Start of RECORDS SHOWN
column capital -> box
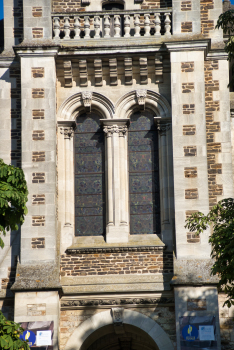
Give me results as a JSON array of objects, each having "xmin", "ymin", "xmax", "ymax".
[
  {"xmin": 58, "ymin": 121, "xmax": 76, "ymax": 140},
  {"xmin": 154, "ymin": 117, "xmax": 171, "ymax": 136},
  {"xmin": 101, "ymin": 119, "xmax": 130, "ymax": 137}
]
End of RECORDS SHOWN
GOAL OF THE EXERCISE
Could you rescale the listing above by writing out all of its lines again, requests included, with every bounding-box coordinate in the answers multiplied by 2.1 and rounded to the nearest whole number (halves rounded up)? Leave the pictures out.

ANSWER
column capital -> box
Give me results as a JSON array of objects, each having "xmin", "ymin", "xmax", "ymax".
[
  {"xmin": 122, "ymin": 254, "xmax": 160, "ymax": 294},
  {"xmin": 323, "ymin": 246, "xmax": 359, "ymax": 286},
  {"xmin": 212, "ymin": 250, "xmax": 273, "ymax": 288}
]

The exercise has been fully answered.